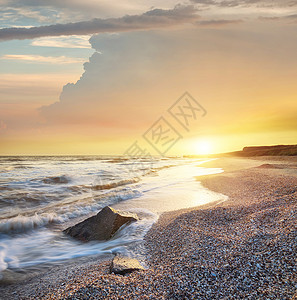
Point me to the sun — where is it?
[195,140,212,155]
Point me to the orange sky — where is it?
[0,1,297,155]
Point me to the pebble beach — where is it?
[0,158,297,300]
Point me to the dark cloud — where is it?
[0,5,199,41]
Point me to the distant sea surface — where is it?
[0,156,226,278]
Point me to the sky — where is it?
[0,0,297,155]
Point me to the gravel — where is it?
[1,163,297,300]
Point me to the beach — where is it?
[0,157,297,299]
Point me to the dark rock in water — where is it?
[63,206,138,242]
[110,255,144,275]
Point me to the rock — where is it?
[110,255,144,275]
[63,206,138,242]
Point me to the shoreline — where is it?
[0,158,297,299]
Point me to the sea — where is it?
[0,156,227,281]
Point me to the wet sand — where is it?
[0,158,297,299]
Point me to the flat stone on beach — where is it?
[110,255,144,275]
[63,206,138,242]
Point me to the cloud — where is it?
[31,35,91,49]
[0,54,85,64]
[197,19,243,27]
[259,15,297,23]
[191,0,297,7]
[0,5,199,41]
[40,23,297,137]
[0,120,7,131]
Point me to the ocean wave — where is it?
[92,177,140,191]
[42,175,70,184]
[0,213,63,233]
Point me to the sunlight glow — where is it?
[195,140,212,155]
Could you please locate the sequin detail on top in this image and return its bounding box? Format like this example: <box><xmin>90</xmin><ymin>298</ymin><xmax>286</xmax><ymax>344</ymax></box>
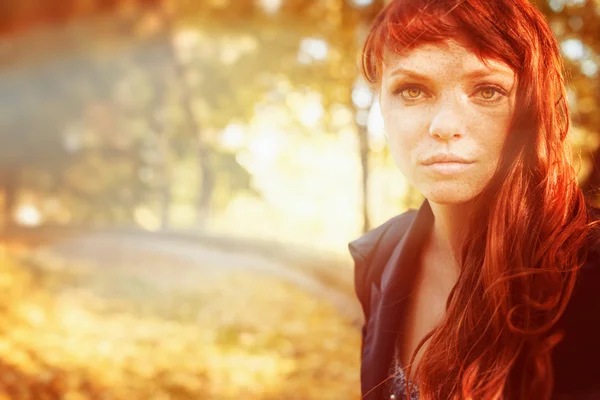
<box><xmin>387</xmin><ymin>348</ymin><xmax>419</xmax><ymax>400</ymax></box>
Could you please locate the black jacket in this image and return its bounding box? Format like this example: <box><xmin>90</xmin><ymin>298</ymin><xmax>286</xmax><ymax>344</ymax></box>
<box><xmin>348</xmin><ymin>200</ymin><xmax>600</xmax><ymax>400</ymax></box>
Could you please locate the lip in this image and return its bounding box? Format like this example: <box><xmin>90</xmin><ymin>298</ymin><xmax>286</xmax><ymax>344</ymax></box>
<box><xmin>423</xmin><ymin>153</ymin><xmax>473</xmax><ymax>165</ymax></box>
<box><xmin>425</xmin><ymin>162</ymin><xmax>474</xmax><ymax>175</ymax></box>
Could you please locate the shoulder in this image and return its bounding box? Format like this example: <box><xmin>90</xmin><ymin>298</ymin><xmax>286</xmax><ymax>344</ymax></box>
<box><xmin>348</xmin><ymin>209</ymin><xmax>417</xmax><ymax>263</ymax></box>
<box><xmin>348</xmin><ymin>209</ymin><xmax>417</xmax><ymax>315</ymax></box>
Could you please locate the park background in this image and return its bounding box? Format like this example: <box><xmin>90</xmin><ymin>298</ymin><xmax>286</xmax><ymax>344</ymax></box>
<box><xmin>0</xmin><ymin>0</ymin><xmax>600</xmax><ymax>400</ymax></box>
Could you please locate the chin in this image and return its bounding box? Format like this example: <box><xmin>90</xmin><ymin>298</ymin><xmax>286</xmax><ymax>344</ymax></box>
<box><xmin>421</xmin><ymin>183</ymin><xmax>478</xmax><ymax>205</ymax></box>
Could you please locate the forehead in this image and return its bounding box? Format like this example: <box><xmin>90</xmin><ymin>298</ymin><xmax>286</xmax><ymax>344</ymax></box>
<box><xmin>382</xmin><ymin>40</ymin><xmax>514</xmax><ymax>79</ymax></box>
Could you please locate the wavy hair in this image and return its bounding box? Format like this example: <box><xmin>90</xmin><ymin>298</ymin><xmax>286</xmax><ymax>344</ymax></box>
<box><xmin>362</xmin><ymin>0</ymin><xmax>600</xmax><ymax>399</ymax></box>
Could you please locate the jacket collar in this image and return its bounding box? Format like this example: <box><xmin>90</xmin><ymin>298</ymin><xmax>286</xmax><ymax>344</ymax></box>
<box><xmin>361</xmin><ymin>199</ymin><xmax>433</xmax><ymax>400</ymax></box>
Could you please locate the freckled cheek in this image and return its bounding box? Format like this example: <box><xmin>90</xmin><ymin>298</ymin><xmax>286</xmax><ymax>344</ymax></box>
<box><xmin>384</xmin><ymin>113</ymin><xmax>427</xmax><ymax>175</ymax></box>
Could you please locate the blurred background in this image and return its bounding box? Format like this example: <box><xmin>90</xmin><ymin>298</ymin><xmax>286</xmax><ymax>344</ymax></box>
<box><xmin>0</xmin><ymin>0</ymin><xmax>600</xmax><ymax>400</ymax></box>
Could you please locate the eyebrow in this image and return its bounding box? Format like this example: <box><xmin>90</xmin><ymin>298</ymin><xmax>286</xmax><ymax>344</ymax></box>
<box><xmin>390</xmin><ymin>67</ymin><xmax>513</xmax><ymax>82</ymax></box>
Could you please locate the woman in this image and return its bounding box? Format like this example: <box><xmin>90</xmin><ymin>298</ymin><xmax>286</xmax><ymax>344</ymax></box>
<box><xmin>349</xmin><ymin>0</ymin><xmax>600</xmax><ymax>400</ymax></box>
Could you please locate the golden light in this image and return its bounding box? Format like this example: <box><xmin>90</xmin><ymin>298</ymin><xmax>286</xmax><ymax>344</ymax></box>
<box><xmin>14</xmin><ymin>204</ymin><xmax>42</xmax><ymax>226</ymax></box>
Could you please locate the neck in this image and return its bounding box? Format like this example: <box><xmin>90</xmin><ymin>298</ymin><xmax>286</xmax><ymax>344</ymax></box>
========================================
REQUIRED WORK — Please return each line of the records above verbatim, omitting the pictures.

EXERCISE OUTPUT —
Point me to the sun — where is it?
[195,140,212,155]
Point me to the orange sky — where is it?
[0,1,297,155]
Point me to the pebble beach — where is it?
[0,158,297,300]
Point me to the dark cloud — where is it?
[0,5,199,41]
Point me to the distant sea surface — where is it?
[0,156,226,278]
Point me to the sky — where is it?
[0,0,297,155]
Point me to the gravel — where is it?
[1,163,297,300]
Point me to the beach — where is it?
[0,157,297,299]
Point me to the dark rock in water — where is it?
[63,206,138,242]
[110,255,144,275]
Point me to the rock — where is it?
[110,255,144,275]
[63,206,138,242]
Point me to the shoreline — where is it?
[0,158,297,299]
Point me to the sea — where is it?
[0,156,227,281]
Point me to the wet sand — where is it?
[0,158,297,299]
Point me to the flat stone on beach — where is it?
[110,255,144,275]
[63,206,138,242]
Point me to the cloud — where is it?
[31,35,91,49]
[0,54,85,64]
[197,19,243,27]
[259,15,297,23]
[191,0,297,7]
[0,5,199,41]
[40,23,297,137]
[0,120,7,131]
Point me to the ocean wave — where is it?
[92,177,140,191]
[42,175,70,184]
[0,213,63,233]
Point me to the sunlight glow — where is it?
[195,140,212,155]
Could you please locate the sequin detail on top in this image and return its bounding box? Format like this example: <box><xmin>90</xmin><ymin>298</ymin><xmax>286</xmax><ymax>344</ymax></box>
<box><xmin>387</xmin><ymin>348</ymin><xmax>419</xmax><ymax>400</ymax></box>
Could you please locate the black jacket in this image and return its bounding box? Format like this example: <box><xmin>90</xmin><ymin>298</ymin><xmax>286</xmax><ymax>344</ymax></box>
<box><xmin>348</xmin><ymin>200</ymin><xmax>600</xmax><ymax>400</ymax></box>
Could you please locate the lip in this image and return its bounding box? Format like this example: <box><xmin>90</xmin><ymin>298</ymin><xmax>286</xmax><ymax>344</ymax></box>
<box><xmin>423</xmin><ymin>153</ymin><xmax>473</xmax><ymax>165</ymax></box>
<box><xmin>425</xmin><ymin>162</ymin><xmax>474</xmax><ymax>175</ymax></box>
Could you please locate the shoulder in this image and return its bounding box? Format like this example: <box><xmin>90</xmin><ymin>298</ymin><xmax>286</xmax><ymax>344</ymax></box>
<box><xmin>348</xmin><ymin>209</ymin><xmax>417</xmax><ymax>263</ymax></box>
<box><xmin>348</xmin><ymin>209</ymin><xmax>417</xmax><ymax>315</ymax></box>
Could you please locate the park background in this image and return its bounding box? Format like this example: <box><xmin>90</xmin><ymin>298</ymin><xmax>286</xmax><ymax>344</ymax></box>
<box><xmin>0</xmin><ymin>0</ymin><xmax>600</xmax><ymax>400</ymax></box>
Could you please locate the chin in this image and return its bounding box? Format like this example: <box><xmin>90</xmin><ymin>298</ymin><xmax>286</xmax><ymax>344</ymax></box>
<box><xmin>421</xmin><ymin>183</ymin><xmax>478</xmax><ymax>205</ymax></box>
Could you please locate the forehead in this image and return its bounding box? Format like this example: <box><xmin>90</xmin><ymin>298</ymin><xmax>286</xmax><ymax>344</ymax></box>
<box><xmin>382</xmin><ymin>40</ymin><xmax>514</xmax><ymax>79</ymax></box>
Could you please locate the wavy hair in this image and return its bounding box? Format like this example: <box><xmin>90</xmin><ymin>298</ymin><xmax>286</xmax><ymax>344</ymax></box>
<box><xmin>362</xmin><ymin>0</ymin><xmax>600</xmax><ymax>399</ymax></box>
Could you please locate the jacket collar in this image and return its bounding box? Format like this example: <box><xmin>90</xmin><ymin>298</ymin><xmax>286</xmax><ymax>344</ymax></box>
<box><xmin>361</xmin><ymin>199</ymin><xmax>433</xmax><ymax>400</ymax></box>
Could you please locate the freckled cheek in this image and return its bounding box? Format like this example: <box><xmin>90</xmin><ymin>298</ymin><xmax>286</xmax><ymax>344</ymax></box>
<box><xmin>384</xmin><ymin>113</ymin><xmax>427</xmax><ymax>175</ymax></box>
Could you please locate the blurred background in this image and return its bounding box? Format like this example: <box><xmin>90</xmin><ymin>298</ymin><xmax>286</xmax><ymax>344</ymax></box>
<box><xmin>0</xmin><ymin>0</ymin><xmax>600</xmax><ymax>400</ymax></box>
Could you please locate the eyebrow in this image and return its bounding box? Format like this example: <box><xmin>90</xmin><ymin>298</ymin><xmax>286</xmax><ymax>344</ymax></box>
<box><xmin>390</xmin><ymin>67</ymin><xmax>513</xmax><ymax>82</ymax></box>
Could you please locate the woman in this image and return its bounding box? Format like this example: <box><xmin>90</xmin><ymin>298</ymin><xmax>286</xmax><ymax>344</ymax></box>
<box><xmin>349</xmin><ymin>0</ymin><xmax>600</xmax><ymax>400</ymax></box>
Could you please locate the golden light in this image and return its bounding box? Format like this example: <box><xmin>90</xmin><ymin>298</ymin><xmax>286</xmax><ymax>344</ymax></box>
<box><xmin>14</xmin><ymin>204</ymin><xmax>42</xmax><ymax>226</ymax></box>
Could you please locate the neck in this image and return its bounding box? Format like this example: <box><xmin>90</xmin><ymin>298</ymin><xmax>286</xmax><ymax>344</ymax></box>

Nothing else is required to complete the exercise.